## START Passage to read
So maybe that shifts us towards the 6-foot-9 captain since 2006, Zdeno Chara.

The greatest free agent signing in NHL history, Chara was a downright nasty force for the Bruins during their peak runs to championship contention. He shut down generational talents Sidney Crosby and Alexander Ovechkin with ease, and restored the Bruins to credibility in the league.

Chara is like Martinez in the sense that your eyes shift to him when he’s out there, too. You just can’t look away. His stature has always played a major factor in that -- seriously, how many 6-foot-9 players are there that are actually, you know, good? -- but there’s an allure to Chara from fans of all teams. When you first see this guy out there, even at 38 years old, you can’t help but marvel at what he does.

And his resume speaks for itself. In nine years with Boston, Chara has lifted the Stanley Cup, been named to the All-Star Team five teams, and has taken home one Norris Trophy (that’s sort of insane to think about). He’s finished in the Top 5 for Norris voting in all but three of those nine years, too.

Chara, like Martinez (though they’re separated by almost a foot in height), struck fear into his opponents. Like Martinez’s willingness to come inside with a fastball near 100 miles per hour, Chara did it with his record-breaking slapshot that’s been clocked at nearly 110 MPH.
## END Passage to read
## START Dataset records
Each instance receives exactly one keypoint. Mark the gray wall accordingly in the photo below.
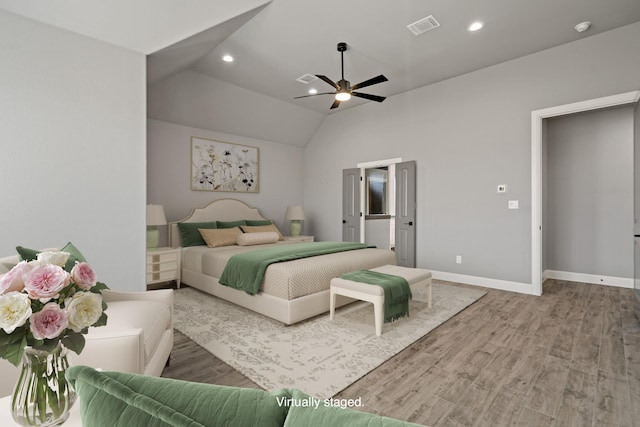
(72, 120)
(168, 171)
(636, 153)
(467, 135)
(590, 193)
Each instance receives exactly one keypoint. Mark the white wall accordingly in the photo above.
(194, 99)
(169, 150)
(468, 134)
(72, 120)
(590, 193)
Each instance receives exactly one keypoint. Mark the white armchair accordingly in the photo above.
(138, 337)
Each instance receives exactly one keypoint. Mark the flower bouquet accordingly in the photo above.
(45, 310)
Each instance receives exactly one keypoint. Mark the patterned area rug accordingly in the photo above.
(318, 356)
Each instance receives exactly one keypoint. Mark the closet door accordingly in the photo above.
(406, 214)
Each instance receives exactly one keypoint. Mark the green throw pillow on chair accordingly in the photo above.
(118, 399)
(27, 254)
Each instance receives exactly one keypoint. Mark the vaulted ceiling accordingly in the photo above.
(275, 42)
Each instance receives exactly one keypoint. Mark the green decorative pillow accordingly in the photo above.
(118, 399)
(231, 224)
(258, 222)
(190, 234)
(27, 254)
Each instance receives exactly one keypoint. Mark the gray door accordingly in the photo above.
(406, 214)
(351, 205)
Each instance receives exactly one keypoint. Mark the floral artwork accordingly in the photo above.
(222, 166)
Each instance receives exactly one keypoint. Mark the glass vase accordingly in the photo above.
(42, 396)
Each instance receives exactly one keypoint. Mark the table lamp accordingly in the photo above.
(295, 214)
(155, 217)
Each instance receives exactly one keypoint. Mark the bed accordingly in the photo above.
(291, 291)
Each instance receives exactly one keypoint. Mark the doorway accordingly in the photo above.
(537, 188)
(379, 207)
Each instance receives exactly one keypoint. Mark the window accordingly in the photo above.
(376, 191)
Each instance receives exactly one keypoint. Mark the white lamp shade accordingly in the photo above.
(295, 213)
(155, 215)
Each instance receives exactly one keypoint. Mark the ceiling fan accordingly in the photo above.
(344, 90)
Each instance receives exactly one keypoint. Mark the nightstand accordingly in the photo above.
(299, 238)
(163, 265)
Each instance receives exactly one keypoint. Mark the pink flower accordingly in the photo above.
(13, 280)
(45, 282)
(49, 322)
(83, 275)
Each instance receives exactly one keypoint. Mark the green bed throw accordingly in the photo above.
(245, 271)
(397, 292)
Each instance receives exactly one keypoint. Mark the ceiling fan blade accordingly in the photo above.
(370, 97)
(328, 81)
(315, 94)
(370, 82)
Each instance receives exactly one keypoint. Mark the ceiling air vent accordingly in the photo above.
(423, 25)
(306, 78)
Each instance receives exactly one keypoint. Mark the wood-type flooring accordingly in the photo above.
(570, 357)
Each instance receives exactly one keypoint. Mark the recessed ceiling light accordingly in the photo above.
(583, 26)
(475, 26)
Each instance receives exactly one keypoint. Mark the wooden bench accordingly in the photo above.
(419, 280)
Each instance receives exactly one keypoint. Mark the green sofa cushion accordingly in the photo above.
(117, 399)
(190, 234)
(328, 415)
(27, 254)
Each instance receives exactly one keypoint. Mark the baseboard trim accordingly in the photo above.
(504, 285)
(621, 282)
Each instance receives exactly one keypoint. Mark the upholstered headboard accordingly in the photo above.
(218, 210)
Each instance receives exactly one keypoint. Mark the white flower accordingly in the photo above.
(15, 309)
(58, 258)
(83, 309)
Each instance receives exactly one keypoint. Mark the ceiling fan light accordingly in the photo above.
(343, 96)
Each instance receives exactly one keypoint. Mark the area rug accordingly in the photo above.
(318, 356)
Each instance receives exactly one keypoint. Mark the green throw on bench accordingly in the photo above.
(397, 291)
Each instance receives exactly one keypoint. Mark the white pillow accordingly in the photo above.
(260, 238)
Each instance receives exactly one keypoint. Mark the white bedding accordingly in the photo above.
(291, 279)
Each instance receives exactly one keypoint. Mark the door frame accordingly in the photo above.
(537, 118)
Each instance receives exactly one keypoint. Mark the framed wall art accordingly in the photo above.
(223, 166)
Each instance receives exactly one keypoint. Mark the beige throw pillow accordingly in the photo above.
(262, 228)
(216, 237)
(260, 238)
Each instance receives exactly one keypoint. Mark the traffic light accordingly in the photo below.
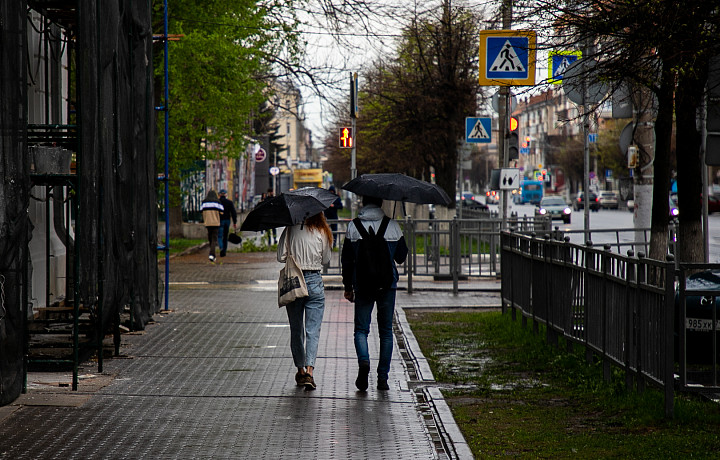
## END Dataset records
Prompt>
In the text about Zdeno Chara, translate this sentence into Spanish: "He shut down generational talents Sidney Crosby and Alexander Ovechkin with ease, and restored the Bruins to credibility in the league." The records are separate material and not part of the text about Zdeno Chara.

Response below>
Anuló con facilidad a los talentos generacionales Sidney Crosby y Alexander Ovechkin, y devolvió a los Bruins la credibilidad en la liga.